El modo de organizar la economía que ha predominado hasta ahora —el modo que triunfó sobre los pueblos originarios en los que la propiedad privada no existió o fue subordinada a la colectiva— exige crecer para consumir y consumir para crecer.
El panorama es trágico. El calentamiento medioambiental pone al ser humano en peligro de extinción. Hay buenas razones para pensar que la COP25 (Conferencia de las Partes para el Cambio Climático de las Naciones Unidas), llega tarde. Si esperamos que la calidad de vida de la humanidad mejore por parejo, mientras más seamos y más elevemos los estándares de bienestar, el calor retenido en la atmósfera sobrepasará con creces el aumento en 2 grados promedio, límite que permitiría hipotéticamente superar la catástrofe.
¿Qué hacer? El problema es de tal magnitud que no se puede pedir a la economía la solución. No queremos, por de pronto, que sean los economistas los que digan cuál es tal solución. Menos aún los economistas que han sido formados para perfeccionar el modelo de desarrollo culpable de la debacle. Pero, vistas las cosas desde el ángulo meramente económico, parece evidente que la humanidad llega a un callejón sin salida: consume y muere o no consume y muere también. Pues, el modo de organizar la economía que ha predominado hasta ahora —el modo que triunfó sobre los pueblos originarios en los que la propiedad privada no existió o fue subordinada a la colectiva— exige crecer para consumir y consumir para crecer.

Entradas de etiquetado de regiones
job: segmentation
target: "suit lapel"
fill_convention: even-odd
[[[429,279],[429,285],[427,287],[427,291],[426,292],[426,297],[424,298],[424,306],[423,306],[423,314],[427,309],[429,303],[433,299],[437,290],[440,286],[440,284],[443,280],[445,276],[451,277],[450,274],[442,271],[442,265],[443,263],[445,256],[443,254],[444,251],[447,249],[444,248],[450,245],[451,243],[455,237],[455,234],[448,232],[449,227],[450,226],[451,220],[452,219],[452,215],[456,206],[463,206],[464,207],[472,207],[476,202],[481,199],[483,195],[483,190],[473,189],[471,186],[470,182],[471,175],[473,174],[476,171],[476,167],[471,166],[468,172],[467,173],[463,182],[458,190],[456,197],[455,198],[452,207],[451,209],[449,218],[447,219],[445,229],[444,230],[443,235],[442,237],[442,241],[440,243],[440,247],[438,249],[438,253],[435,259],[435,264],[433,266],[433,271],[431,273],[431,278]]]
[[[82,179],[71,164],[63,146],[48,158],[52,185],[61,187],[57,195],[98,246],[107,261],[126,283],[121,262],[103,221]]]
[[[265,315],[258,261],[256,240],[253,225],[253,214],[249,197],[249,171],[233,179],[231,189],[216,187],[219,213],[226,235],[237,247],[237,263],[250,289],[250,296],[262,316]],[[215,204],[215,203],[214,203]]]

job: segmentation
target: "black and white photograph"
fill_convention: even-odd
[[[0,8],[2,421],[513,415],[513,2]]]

* _CONSIGNA A_:
Resume en dos oraciones el texto sobre la economía y el calentamiento del planeta.
* _CONSIGNA B_:
Escribe la continuación del texto sobre la economía y el calentamiento del planeta a partir de su última oración.

* _RESPUESTA A_:
El modo de organizar la economía que ha predominado hasta ahora exige crecer para consumir y consumir para crecer, mientras el calentamiento pone al ser humano en peligro de extinción y hay buenas razones para pensar que la COP25 llega tarde. El problema es de tal magnitud que no se puede pedir a la economía la solución, y desde el ángulo meramente económico la humanidad llega a un callejón sin salida: consume y muere o no consume y muere también.

* _RESPUESTA B_:
¿Qué hacer? No es la primera vez que la humanidad se encuentra ante un acabo mundi. Pensemos en las pestes europeas que en algunos lugares mataron a las dos terceras partes de la población; en la disminución en 95% de la población del Caribe al cumplirse cincuenta años de la llegada de Colón; en los pueblos originarios de la Patagonia cazados como animales, hoy extinguidos. Pero esta es la primera vez que la humanidad como tal, ricos y despojados, enfrenta la posibilidad de ser devorada por el monstruo que ella misma creó. Inventó un dragón llamado capitalismo capaz de comerse la cola y todo lo demás.
¿Qué hacer? Pongámonos en el peor de los escenarios: la temperatura media del planeta aumenta sin parar, los témpanos se deshielan, las tierras bajan se anegan, las sequías en algunas zonas se hacen crónicas y, en otras, los ciclones arrasan con pueblos y plantíos; las poblaciones sobrevivientes migran despavoridas, revientan las fronteras y vuelven las guerras. Rota la armonía ecológica, el planeta fracasa por varios factores. ¿Qué podrá pedírsele, en este escenario, a los países, a los políticos o a la ONU? Se los culpará, ¿pero se conseguirá algo? ¿Qué, si ya no podrán hacer nada?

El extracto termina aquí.